#### Task instructions
Print each of the records below line for line, with no changes.

#### Extracted entries
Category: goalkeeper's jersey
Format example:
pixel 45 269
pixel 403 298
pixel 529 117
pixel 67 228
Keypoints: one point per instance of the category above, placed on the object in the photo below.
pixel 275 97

#### Final answer
Category: goalkeeper's jersey
Format example:
pixel 45 269
pixel 403 298
pixel 529 117
pixel 67 228
Keypoints: one point per instance of the category above, placed on the object in the photo below.
pixel 275 97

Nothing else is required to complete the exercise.